Je vous mets dans cet article un extrait du livre de Jean Bouchart d'Orval,  Reflets de la splendeur, le shivaisme tantrique du Cachemire. Ce livre fait une présentation du sivaisme du Cachemire, un courant de la pensée indienne tout à fait remarquable, représenté entre autres par le grand penseur Abhinavagupta ( Xème siècle ). Cette métaphysique et cet art de vivre très riches ne sont pratiquement pas connus en Occident, ni d'ailleurs en Inde. 
Le livre est assez érudit mais néanmoins très abordable pour une personne intéressée par le sujet. Cet extrait que je vous cite traite du vide ( ou des vides ? ), je le trouve particulièrement éclairant et il permet aussi il me semble d'entrevoir la subtilité extraordinaire de cette pensée. 
Certains concepts sont donnés avec leur nom en sanskrit. La Splendeur désigne le divin ( ou la Conscience ). Le système Krama est un courant du sivaïsme du Cachemire. C'est moi qui ai mis certains passages en caractère gras.

(p176)
L’état de veille tel que nous le vivons manque de clarté. La voie de retour vers la liberté-spontanéité de la Splendeur prend la forme d’un discernement, d’une clarté directe et puissante. Un discernement total et fulgurant n’est pas impossible pour tout être humain doté d’un système nerveux en bon état, mais cela demeure tout à fait exceptionnel. Chez la plupart, le discernement surgira plusieurs fois, à plusieurs niveaux, en des prises de conscience de plus en plus englobantes remontant en sens inverse le chemin de la manifestation. On comprendra que pour l’être qui voyait à tort des objets séparés, la réalisation qu’il n’en est rien prend d’abord la forme d’un retrait, d’un vide. Il en va de même quand se dissout l’illusion d’une connaissance séparée puis plus tard, d’un sujet conscient. Chaque fois qu’on réalise que ce qu’on croyait bien réel ne l’est pas, un vide apparaît. Mais chaque fois, il s’avère que cette impression de vide était temporaire et non fondamentale. Comprendre ce mécanisme et bien saisir ce que veut dire le vide est la clé de la démarche proposée par le système Krama qu’on appelle la ronde des Kalis.
Le vide et la fonte des résidus
Pour les maîtres du shivaisme non duel du Cachemire le vide est toujours relatif. Abhinavagupta répugne à parler du vide et préfère toujours mettre l’accent sur la Conscience. Cela se comprend aisément, car le vide absolu n’existe pas. Peut-on dire que le vide existe s’il n’est pas connu ou reconnu ? Et s’il l’est, alors ce ne peut être le vide absolu, puisqu’il y a une Lumière consciente pour le connaître. Le Krama accepte la notion de vide, mais uniquement comme instrument pédagogique. Le vide apparaît au moment où nous réalisons la nature discontinue d’un monde que nous nous plaisions depuis toujours à imaginer continu. Il y a donc autant de niveaux de vide qu’il existe de niveau de croyance en ceci ou cela : monde objectif, monde notionnel et monde du sujet conscient.

→ EXTRAIT DE DONNÉES:
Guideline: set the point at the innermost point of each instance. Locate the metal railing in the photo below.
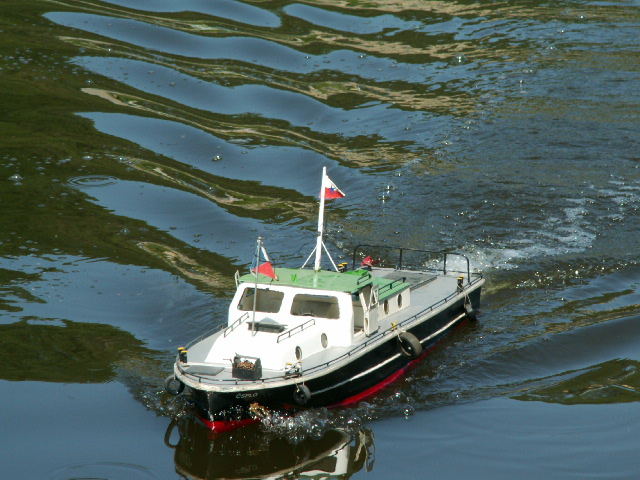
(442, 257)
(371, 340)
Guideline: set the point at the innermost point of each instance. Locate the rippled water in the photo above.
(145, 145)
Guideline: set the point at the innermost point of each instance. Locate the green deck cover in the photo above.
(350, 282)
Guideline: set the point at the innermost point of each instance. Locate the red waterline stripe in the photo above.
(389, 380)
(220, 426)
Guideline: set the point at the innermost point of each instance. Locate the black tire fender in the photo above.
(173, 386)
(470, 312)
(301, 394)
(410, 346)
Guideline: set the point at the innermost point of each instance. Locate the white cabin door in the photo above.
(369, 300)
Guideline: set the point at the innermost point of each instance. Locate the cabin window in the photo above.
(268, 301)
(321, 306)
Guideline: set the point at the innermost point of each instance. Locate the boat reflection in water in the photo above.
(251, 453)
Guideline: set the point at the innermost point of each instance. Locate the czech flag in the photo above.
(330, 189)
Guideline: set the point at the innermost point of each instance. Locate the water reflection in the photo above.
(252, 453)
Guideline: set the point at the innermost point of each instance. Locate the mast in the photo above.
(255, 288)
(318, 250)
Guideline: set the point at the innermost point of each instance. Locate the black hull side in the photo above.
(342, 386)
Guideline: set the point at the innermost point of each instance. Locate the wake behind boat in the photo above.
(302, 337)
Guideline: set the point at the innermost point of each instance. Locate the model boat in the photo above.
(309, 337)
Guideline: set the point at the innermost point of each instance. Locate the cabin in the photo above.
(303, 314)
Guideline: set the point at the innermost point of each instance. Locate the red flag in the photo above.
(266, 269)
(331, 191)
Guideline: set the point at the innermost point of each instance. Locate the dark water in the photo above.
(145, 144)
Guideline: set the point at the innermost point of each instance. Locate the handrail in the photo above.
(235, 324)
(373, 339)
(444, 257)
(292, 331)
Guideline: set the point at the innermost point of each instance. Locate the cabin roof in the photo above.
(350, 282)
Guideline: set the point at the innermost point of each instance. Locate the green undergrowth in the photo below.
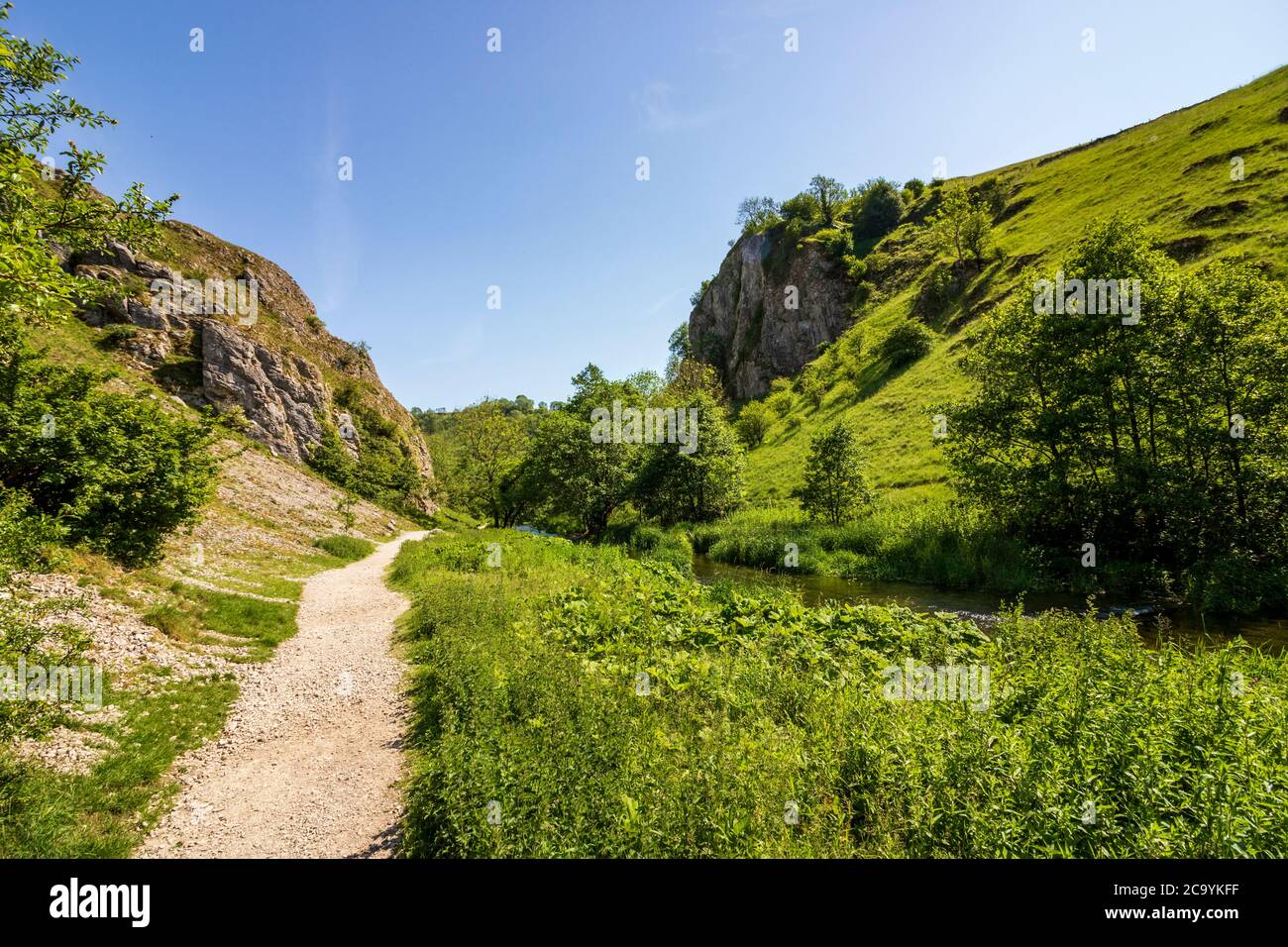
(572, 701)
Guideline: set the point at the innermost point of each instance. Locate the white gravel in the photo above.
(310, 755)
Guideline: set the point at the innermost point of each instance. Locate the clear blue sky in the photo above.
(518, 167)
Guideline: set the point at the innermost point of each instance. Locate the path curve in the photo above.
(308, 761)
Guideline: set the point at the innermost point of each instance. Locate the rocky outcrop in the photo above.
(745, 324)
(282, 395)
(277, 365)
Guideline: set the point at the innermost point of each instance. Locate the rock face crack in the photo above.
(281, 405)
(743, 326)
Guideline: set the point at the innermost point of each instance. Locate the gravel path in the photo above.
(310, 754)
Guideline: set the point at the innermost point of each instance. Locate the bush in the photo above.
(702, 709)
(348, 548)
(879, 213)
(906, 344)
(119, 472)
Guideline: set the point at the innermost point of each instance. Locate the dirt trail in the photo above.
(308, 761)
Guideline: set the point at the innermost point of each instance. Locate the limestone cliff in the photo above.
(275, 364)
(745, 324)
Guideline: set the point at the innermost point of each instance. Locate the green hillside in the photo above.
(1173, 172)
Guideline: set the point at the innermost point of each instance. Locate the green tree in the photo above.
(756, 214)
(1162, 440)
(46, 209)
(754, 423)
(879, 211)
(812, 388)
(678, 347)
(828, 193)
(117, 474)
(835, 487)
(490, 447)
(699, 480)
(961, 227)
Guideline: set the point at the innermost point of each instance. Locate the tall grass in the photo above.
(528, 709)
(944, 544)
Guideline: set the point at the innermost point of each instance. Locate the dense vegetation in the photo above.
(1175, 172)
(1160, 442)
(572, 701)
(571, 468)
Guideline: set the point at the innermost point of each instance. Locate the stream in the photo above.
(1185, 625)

→ À FAIRE:
(A) Quelles lignes de la liste contiennent le mot « cabin » ? Relevez-les toutes en tenant compte des majuscules et des minuscules.
(B) Reprenez le passage sur le vide dans le shivaïsme du Cachemire à la suite de sa dernière phrase.
Le passage sur le vide dans le shivaïsme du Cachemire et la liste sont deux documents distincts, sans rapport l'un avec l'autre.

→ CORRIGÉ:
(A)
Guideline: set the point at the innermost point of each instance. Locate the white cabin door in the photo above.
Guideline: set the point at the innermost point of each instance. Locate the cabin window in the photo above.
Guideline: set the point at the innermost point of each instance. Locate the cabin in the photo above.
Guideline: set the point at the innermost point of each instance. Locate the cabin roof in the photo above.

(B)
La Lumière consciente ( La splendeur ou Siva ) est plénitude indifférenciée. Dans sa toute-puissante liberté elle se révèle en se niant – c’est à dire en se voilant elle-même – en tant que lumière indifférenciée. On appelle énergie d’illusion ( mayasakti ) ce pouvoir de recouvrement du soi qui suscite la diversité à l’intérieur de l’Unique. Mais cela est possible parce que la Lumière consciente n’est pas « quelque chose » en soi, parce qu’il n’y a tout simplement pas de choses. Ce vide absolu de choses et de catégories ( sunyatisunya, « le vide par dessus tout vide » ) permet la manifestation du monde qui demeure toujours une parfaite intériorité ( le Ein Sof de la Kabbale hébraïque )
(p177)
Mais le vide absolu est plus que l’absence de « choses » extérieures : il est dynamique.(..) La multiplicité du monde, en somme, est le signe même de la non-dualité, elle est sa conséquence, sa mise en œuvre, son déploiement. L’Incomparable se retire en tant qu’Incomparable, engendrant un vide fertile où fleurit le monde. Ce vide de choses joue un grand rôle dans la manifestation et il est tout aussi important dans le chemin de retour, celui de la libération de l’être humain.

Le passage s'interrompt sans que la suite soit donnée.